### Input rows
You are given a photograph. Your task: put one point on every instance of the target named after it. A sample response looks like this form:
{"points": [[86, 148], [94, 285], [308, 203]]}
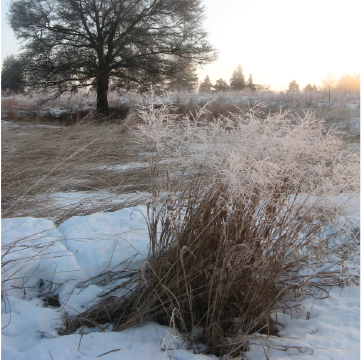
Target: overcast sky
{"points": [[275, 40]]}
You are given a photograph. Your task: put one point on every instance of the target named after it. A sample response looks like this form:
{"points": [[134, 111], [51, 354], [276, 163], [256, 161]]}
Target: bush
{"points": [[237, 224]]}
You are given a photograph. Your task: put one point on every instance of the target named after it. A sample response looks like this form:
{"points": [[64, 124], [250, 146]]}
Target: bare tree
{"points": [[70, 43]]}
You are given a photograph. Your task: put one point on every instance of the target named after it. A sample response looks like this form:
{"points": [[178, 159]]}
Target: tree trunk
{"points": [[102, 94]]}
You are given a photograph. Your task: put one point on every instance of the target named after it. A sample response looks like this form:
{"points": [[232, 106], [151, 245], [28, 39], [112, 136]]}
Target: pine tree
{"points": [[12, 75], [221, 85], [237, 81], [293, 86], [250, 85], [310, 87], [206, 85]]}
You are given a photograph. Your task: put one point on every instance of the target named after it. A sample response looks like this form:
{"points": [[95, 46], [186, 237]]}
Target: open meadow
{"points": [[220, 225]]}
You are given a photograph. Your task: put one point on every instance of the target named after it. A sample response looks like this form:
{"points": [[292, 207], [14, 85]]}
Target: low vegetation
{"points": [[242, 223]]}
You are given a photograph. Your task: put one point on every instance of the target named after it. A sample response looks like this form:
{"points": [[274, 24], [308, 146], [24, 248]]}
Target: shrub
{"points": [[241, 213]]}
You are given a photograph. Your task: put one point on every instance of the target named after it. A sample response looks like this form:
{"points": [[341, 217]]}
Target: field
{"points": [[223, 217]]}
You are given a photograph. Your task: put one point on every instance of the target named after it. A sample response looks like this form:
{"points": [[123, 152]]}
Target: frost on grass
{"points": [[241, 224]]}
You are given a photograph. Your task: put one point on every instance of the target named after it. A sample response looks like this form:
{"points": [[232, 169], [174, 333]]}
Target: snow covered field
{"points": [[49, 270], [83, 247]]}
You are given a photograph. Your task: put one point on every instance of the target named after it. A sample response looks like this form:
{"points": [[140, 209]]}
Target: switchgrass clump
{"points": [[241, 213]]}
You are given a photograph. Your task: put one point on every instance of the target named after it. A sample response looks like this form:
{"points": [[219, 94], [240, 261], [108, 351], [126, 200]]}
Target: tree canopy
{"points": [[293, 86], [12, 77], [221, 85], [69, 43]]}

* * *

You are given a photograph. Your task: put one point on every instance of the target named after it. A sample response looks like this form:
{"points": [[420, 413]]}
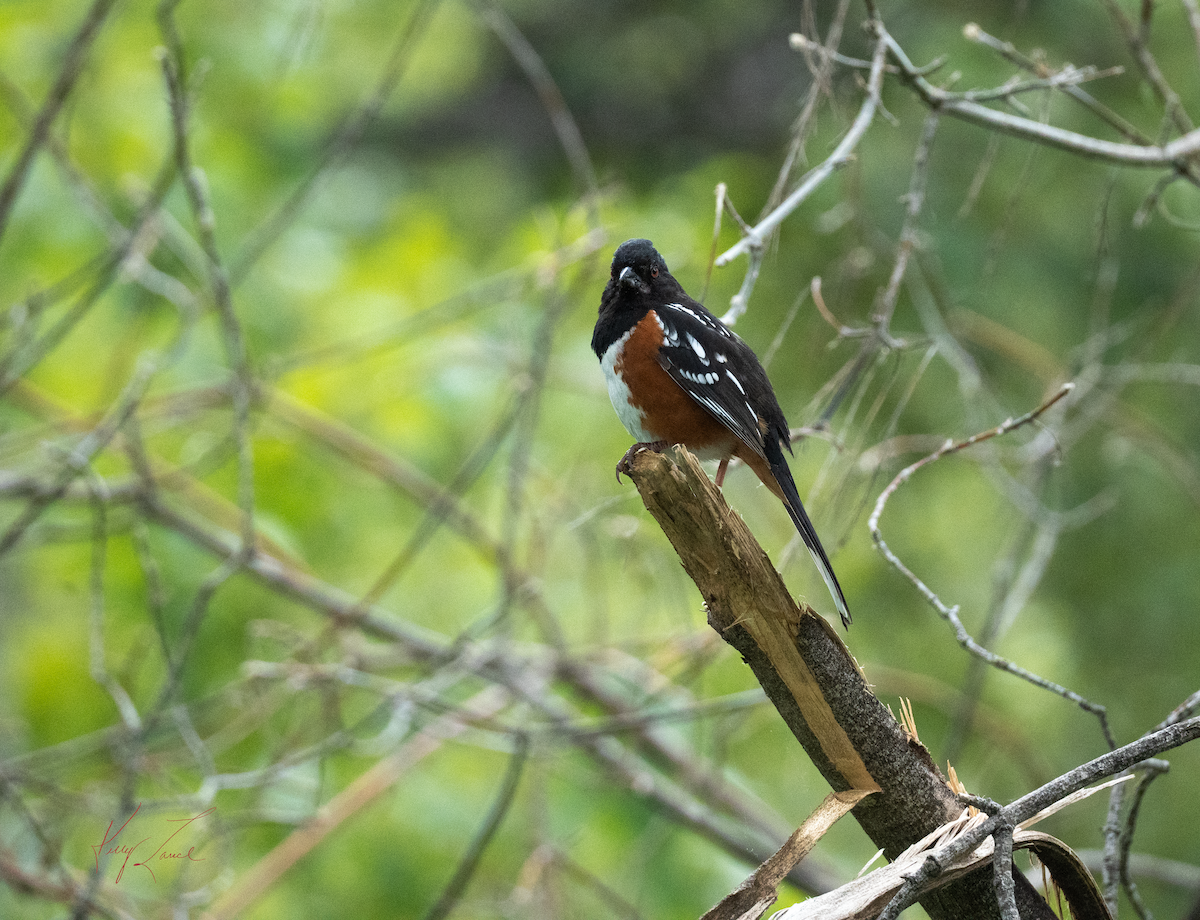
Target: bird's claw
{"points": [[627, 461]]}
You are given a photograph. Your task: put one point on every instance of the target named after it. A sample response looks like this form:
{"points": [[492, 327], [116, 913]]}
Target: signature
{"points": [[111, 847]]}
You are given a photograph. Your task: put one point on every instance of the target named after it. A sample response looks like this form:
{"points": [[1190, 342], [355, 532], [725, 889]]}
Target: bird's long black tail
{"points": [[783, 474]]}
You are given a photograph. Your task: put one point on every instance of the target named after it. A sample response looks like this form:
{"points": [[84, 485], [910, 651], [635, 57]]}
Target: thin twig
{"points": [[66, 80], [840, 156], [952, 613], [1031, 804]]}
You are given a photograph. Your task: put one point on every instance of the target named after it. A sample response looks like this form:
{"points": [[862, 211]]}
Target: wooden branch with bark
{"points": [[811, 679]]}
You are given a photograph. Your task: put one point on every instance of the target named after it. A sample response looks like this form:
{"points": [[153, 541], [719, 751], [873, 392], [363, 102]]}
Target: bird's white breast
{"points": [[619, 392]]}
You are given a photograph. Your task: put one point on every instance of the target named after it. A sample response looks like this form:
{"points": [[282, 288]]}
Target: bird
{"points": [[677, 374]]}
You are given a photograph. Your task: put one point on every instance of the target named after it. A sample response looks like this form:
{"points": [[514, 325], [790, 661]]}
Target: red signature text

### Written exercise
Show every line from the records above that contains the string "bird", copying each one in full.

### Solution below
Target: bird's claw
Target: bird's long black tail
Target: bird's white breast
Target: bird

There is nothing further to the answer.